▶ **The task**
In the text on the split-apply-combine pattern below, what does "grouping" refer to?

▶ **Passage provided**

1 The split-apply-combine pattern

In the exercise in Week 7, you downloaded data from Comtrade that could be described as ‘heterogenous’ or mixed in some way. For example, the same dataset contained information relating to both imports and exports.

To find the partner countries with the largest trade value in terms of exports means filtering the dataset to obtain just the rows containing export data and then ranking those. Finding the largest import partner requires a sort on just the import data.

image0

Figure 1

A close-up image of someone putting glue onto a plank of wood But what if you wanted to find out even more refined information? For example:

  • the total value of exports of product X from the UK to those countries on a year by year basis (group the information by year and then find the total for each year)

  • the total value of exports of product X from the UK to each of the partner countries by year (group the information by country and year and then find the total for each country/year pairing)

  • the average value of exports across all the countries on a month by month basis (group by month, then find the average value per month)

  • the average value of exports across each country on a month by month basis (group by month and country, then find the average value over each country/month pairing)

  • the difference month on month between the value of imports from, or exports to, each particular country over the five year period (group by country, order by month and year, then find the difference between consecutive months).

In each case, the original dataset needs to be separated into several subsets, or groups of data rows, and then some operation performed on those rows. To generate a single, final report would then require combining the results of those operations in a new or extended dataframe.

This sequence of operations is common enough for it to have been described as the ‘split-apply-combine’ pattern. The sequence is to:

  • ‘split’ an appropriately shaped dataset into several components

  • ‘apply’ an operator to the rows contained within a component

  • ‘combine’ the results of applying to operator to each component to return a single combined result.

You will see how to make use of this pattern using pandas next.

1.1 Splitting a dataset by grouping

‘Grouping’ refers to the process of splitting a dataset into sets of rows, or ‘groups’, on the basis of one or more criteria associated with each data row.

(Labeled area outline records)
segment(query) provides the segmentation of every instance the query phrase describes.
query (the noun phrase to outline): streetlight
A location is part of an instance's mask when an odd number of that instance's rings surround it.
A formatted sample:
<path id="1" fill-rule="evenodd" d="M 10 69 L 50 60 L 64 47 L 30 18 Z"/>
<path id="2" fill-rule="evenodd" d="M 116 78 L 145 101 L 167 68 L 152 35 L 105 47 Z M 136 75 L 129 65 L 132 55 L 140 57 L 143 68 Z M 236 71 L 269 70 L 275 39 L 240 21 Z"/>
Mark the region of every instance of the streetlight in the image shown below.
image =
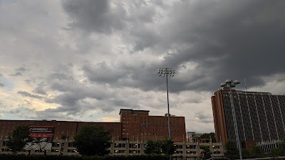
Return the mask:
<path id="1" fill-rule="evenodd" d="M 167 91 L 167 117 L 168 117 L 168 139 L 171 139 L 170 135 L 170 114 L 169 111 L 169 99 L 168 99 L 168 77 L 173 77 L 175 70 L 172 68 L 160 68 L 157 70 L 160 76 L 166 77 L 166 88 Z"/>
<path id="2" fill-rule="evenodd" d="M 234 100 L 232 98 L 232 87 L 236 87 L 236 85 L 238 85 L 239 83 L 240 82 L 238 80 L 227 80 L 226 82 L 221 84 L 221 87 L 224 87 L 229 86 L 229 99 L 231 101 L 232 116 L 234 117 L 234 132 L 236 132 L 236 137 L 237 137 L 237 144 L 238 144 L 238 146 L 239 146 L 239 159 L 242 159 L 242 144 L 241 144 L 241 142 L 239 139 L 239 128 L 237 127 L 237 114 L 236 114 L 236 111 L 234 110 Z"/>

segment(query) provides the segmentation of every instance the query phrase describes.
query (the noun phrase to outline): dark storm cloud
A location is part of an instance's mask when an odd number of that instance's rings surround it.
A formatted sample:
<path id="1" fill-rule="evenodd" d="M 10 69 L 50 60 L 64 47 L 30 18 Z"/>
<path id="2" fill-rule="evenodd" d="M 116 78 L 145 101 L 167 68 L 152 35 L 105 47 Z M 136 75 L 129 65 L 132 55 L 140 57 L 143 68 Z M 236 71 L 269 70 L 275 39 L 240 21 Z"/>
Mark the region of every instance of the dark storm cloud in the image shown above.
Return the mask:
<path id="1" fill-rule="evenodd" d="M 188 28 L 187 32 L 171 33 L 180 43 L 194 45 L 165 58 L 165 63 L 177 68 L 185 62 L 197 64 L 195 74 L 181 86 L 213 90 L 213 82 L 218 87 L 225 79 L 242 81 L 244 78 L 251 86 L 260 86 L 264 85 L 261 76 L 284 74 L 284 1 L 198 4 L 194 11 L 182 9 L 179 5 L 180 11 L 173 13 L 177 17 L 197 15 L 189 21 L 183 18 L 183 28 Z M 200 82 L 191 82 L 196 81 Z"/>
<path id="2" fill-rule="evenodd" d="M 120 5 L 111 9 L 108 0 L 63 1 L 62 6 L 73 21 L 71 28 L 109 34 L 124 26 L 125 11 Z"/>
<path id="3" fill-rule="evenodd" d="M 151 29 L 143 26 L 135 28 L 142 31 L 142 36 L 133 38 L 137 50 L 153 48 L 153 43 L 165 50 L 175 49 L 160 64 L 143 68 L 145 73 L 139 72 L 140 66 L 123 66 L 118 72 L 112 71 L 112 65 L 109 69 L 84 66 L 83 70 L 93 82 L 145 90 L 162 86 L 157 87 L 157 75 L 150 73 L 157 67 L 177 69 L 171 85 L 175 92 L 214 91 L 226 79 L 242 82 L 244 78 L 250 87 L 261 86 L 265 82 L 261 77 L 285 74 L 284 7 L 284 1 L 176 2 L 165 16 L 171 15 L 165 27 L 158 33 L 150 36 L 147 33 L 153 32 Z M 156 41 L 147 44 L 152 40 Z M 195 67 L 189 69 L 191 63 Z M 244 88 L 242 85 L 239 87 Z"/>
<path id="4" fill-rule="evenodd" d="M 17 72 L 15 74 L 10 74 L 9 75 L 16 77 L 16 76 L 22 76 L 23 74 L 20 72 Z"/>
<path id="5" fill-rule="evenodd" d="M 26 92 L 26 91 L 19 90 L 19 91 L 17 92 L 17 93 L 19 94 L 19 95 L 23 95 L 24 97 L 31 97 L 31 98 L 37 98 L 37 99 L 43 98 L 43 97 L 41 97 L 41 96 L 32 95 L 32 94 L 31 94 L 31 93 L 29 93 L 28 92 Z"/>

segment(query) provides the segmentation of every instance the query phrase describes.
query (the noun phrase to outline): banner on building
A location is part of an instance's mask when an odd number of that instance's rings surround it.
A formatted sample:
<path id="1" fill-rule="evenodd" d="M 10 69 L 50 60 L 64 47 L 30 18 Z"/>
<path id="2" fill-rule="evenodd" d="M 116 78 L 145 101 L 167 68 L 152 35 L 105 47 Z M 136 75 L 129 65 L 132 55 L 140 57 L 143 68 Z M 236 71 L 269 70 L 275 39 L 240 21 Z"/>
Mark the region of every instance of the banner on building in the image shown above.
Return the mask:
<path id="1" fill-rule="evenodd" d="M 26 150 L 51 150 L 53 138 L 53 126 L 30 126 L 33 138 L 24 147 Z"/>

---

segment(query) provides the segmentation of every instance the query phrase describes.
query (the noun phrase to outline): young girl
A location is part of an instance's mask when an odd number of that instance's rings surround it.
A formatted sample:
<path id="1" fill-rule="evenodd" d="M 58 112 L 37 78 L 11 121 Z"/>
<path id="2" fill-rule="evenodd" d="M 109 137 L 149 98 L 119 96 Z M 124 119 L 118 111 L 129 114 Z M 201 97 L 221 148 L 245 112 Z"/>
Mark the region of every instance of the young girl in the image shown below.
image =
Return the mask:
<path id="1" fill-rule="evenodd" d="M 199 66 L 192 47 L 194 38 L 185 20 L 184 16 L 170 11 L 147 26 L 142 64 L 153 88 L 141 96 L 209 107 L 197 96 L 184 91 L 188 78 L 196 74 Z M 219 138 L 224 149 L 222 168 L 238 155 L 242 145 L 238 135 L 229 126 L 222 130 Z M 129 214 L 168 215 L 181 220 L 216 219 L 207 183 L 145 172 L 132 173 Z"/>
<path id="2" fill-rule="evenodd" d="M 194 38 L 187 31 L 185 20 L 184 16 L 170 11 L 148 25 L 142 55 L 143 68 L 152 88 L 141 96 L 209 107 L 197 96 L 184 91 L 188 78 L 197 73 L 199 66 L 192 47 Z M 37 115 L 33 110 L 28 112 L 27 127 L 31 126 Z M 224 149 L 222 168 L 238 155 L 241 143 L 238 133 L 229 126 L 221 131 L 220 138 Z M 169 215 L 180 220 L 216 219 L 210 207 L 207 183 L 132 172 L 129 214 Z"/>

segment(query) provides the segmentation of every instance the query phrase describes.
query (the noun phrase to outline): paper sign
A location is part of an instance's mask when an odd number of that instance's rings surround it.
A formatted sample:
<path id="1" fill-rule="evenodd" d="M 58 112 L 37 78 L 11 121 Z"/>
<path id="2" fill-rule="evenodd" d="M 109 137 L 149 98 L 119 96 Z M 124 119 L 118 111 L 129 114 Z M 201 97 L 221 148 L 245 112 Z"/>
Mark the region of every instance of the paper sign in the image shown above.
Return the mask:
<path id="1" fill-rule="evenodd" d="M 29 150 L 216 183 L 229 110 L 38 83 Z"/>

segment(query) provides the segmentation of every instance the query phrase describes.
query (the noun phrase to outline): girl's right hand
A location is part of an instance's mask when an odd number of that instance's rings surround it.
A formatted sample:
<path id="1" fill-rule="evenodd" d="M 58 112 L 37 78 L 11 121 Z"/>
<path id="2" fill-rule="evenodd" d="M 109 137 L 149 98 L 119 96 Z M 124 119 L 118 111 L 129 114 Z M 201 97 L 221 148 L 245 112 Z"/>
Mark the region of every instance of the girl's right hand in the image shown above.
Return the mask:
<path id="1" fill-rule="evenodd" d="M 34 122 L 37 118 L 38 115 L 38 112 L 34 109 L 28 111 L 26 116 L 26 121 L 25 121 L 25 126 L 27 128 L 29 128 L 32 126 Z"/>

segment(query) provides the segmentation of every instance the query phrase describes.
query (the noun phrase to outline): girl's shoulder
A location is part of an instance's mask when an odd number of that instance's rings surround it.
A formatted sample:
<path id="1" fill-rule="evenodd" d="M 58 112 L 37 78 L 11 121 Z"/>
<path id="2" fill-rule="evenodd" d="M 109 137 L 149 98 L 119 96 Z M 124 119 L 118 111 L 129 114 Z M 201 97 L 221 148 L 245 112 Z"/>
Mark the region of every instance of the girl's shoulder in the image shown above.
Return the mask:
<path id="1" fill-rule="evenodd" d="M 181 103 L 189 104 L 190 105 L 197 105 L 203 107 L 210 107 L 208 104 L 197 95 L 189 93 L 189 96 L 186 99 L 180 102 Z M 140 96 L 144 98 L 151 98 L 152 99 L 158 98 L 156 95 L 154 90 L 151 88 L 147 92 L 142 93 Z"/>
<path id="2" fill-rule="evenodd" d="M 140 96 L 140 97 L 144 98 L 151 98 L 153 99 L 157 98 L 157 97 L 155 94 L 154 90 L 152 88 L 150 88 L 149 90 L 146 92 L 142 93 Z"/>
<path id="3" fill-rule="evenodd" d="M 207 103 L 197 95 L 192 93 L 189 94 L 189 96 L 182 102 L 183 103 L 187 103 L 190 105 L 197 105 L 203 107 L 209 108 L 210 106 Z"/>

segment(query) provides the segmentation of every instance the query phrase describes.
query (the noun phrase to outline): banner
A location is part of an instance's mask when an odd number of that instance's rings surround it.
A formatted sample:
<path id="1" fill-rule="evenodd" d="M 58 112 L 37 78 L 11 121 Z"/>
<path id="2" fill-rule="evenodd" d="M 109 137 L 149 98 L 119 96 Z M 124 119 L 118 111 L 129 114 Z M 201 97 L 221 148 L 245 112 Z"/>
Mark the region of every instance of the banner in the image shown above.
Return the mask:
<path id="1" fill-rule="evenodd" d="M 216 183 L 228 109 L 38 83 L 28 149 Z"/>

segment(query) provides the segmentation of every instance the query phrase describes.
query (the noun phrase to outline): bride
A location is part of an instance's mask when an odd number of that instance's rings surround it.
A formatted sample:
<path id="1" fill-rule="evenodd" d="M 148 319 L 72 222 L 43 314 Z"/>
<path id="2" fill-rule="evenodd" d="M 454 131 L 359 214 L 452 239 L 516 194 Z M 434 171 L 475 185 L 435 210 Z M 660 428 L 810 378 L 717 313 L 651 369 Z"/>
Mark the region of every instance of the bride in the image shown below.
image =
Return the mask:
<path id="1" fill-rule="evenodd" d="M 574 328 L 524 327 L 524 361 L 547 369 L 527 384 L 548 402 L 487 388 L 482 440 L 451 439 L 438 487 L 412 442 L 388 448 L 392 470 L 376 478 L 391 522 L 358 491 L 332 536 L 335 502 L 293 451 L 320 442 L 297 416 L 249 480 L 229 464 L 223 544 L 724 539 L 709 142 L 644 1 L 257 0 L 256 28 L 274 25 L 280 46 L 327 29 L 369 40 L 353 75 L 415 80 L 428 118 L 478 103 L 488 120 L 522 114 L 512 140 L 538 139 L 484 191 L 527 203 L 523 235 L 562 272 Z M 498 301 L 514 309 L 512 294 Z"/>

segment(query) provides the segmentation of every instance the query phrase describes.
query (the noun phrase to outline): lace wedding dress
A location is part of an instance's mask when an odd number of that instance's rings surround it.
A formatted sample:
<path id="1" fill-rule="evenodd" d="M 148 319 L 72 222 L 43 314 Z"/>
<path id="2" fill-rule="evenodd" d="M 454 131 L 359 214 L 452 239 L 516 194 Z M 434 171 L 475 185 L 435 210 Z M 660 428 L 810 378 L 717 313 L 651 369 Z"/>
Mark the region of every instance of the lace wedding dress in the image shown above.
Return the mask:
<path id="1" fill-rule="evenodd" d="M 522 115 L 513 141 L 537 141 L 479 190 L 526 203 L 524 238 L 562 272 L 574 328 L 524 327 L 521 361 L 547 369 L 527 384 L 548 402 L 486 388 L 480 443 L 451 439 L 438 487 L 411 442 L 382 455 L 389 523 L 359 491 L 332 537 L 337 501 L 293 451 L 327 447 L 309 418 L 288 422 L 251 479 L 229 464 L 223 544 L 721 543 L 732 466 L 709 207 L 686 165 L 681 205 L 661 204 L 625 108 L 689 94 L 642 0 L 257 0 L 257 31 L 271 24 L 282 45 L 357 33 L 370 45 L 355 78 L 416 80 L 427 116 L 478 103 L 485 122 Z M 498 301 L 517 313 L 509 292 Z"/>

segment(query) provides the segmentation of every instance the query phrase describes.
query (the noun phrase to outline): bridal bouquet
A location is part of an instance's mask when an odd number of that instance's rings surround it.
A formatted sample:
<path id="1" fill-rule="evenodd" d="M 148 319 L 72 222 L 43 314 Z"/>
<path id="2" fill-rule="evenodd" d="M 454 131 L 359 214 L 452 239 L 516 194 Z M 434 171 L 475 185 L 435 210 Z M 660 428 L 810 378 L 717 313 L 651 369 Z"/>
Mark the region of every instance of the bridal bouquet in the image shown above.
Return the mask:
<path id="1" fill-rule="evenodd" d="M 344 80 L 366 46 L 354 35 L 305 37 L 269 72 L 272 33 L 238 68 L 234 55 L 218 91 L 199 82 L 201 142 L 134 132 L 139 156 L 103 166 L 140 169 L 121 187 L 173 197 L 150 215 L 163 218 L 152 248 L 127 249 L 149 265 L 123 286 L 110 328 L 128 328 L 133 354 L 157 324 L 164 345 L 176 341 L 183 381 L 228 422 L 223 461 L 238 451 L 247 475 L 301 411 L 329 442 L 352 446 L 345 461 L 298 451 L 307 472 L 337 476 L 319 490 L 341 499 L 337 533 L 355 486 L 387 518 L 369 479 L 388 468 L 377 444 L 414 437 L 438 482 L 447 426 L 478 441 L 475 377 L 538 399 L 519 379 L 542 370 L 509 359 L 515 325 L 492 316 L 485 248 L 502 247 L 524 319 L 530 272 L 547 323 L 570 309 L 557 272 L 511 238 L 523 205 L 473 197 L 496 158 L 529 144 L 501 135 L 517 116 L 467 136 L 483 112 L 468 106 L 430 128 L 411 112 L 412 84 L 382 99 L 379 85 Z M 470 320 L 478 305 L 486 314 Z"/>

* * *

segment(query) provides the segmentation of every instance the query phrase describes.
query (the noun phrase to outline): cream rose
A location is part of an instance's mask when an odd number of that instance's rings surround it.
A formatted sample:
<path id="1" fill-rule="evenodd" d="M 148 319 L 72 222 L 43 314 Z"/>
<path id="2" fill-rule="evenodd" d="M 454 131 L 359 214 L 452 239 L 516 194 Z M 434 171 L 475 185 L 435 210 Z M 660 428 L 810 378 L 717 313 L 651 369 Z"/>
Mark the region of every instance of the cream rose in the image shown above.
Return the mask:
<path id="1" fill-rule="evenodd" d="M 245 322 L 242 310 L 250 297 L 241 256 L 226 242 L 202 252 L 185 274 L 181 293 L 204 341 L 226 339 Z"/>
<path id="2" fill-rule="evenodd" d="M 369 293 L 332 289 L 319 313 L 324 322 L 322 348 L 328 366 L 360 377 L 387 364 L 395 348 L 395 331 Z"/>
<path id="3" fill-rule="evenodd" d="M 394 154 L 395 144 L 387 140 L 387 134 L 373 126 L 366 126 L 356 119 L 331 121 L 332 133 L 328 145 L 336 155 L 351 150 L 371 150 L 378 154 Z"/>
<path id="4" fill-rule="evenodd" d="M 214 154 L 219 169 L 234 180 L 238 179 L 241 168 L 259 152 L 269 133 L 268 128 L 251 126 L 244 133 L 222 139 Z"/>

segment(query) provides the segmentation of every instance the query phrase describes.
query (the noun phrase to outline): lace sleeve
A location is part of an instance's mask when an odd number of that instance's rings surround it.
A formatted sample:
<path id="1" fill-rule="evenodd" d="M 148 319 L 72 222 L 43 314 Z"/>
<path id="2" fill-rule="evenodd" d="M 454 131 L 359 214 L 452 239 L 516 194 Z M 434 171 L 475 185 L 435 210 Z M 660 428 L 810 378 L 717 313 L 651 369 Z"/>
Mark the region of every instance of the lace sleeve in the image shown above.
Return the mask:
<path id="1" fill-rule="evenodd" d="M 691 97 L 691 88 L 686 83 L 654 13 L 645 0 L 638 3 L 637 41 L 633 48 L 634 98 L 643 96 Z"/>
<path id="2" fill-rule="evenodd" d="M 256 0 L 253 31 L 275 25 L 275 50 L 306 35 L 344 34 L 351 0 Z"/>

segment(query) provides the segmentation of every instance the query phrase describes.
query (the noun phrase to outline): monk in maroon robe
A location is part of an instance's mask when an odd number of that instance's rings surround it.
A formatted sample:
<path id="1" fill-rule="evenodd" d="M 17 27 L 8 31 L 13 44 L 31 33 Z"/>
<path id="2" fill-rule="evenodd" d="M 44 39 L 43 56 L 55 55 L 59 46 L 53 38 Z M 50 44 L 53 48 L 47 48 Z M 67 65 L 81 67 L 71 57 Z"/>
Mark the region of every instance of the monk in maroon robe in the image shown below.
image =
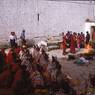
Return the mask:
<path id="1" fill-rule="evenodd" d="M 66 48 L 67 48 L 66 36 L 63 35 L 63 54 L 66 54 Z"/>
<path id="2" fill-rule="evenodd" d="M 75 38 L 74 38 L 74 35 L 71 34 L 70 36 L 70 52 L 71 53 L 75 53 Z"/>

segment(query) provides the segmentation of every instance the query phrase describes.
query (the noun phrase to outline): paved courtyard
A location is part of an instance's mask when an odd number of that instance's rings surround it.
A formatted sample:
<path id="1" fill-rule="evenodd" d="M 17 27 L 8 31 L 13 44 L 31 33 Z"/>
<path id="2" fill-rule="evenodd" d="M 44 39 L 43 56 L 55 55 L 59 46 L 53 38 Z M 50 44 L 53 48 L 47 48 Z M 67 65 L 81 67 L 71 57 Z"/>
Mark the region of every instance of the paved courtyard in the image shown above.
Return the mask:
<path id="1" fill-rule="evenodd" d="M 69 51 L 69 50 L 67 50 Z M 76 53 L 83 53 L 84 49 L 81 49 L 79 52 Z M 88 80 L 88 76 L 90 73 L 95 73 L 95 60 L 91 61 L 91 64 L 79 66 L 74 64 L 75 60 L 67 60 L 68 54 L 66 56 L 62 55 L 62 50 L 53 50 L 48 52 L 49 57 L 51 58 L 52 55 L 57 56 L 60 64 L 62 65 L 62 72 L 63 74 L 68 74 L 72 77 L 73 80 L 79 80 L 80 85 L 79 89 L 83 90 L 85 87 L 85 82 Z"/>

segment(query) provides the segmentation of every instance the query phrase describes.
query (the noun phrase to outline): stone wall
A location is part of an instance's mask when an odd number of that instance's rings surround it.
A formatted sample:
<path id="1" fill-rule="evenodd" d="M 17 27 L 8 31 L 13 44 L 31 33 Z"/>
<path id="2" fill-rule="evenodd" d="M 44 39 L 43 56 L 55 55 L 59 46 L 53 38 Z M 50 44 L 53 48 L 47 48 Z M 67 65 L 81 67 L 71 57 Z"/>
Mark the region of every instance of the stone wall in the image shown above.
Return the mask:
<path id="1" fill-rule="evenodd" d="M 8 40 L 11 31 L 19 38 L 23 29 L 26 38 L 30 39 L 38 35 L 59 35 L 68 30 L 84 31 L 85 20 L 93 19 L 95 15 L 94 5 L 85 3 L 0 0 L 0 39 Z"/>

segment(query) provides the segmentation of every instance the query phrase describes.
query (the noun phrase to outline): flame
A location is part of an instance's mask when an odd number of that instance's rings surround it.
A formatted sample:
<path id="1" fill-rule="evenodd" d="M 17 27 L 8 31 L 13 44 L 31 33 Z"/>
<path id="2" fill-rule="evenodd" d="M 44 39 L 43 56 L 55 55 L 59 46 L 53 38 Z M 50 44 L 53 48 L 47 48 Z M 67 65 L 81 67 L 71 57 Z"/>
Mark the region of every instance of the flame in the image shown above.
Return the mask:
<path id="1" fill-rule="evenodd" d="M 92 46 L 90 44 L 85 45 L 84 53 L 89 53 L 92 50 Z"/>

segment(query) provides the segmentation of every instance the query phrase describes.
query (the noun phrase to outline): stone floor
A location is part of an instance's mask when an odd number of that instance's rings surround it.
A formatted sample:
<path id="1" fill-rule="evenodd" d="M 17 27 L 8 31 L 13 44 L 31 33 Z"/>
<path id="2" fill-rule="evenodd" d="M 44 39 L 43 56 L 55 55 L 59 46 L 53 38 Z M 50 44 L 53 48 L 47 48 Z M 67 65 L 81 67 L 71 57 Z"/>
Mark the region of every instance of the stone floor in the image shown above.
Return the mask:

▶ **Correct result**
Grouping is the process of splitting a dataset into sets of rows, or groups, on the basis of one or more criteria associated with each data row.